Copy out each of the following entries line by line, leaving every character unchanged.

───── RECORDS FOR THIS TASK ─────

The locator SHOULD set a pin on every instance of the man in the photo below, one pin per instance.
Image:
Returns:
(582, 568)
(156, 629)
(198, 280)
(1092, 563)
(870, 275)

─────

WRITTEN SOLUTION:
The locator SHOULD set a pin on every instance of the man in the photo below, one pin per instance.
Image:
Returns:
(582, 568)
(156, 629)
(198, 280)
(1092, 563)
(870, 275)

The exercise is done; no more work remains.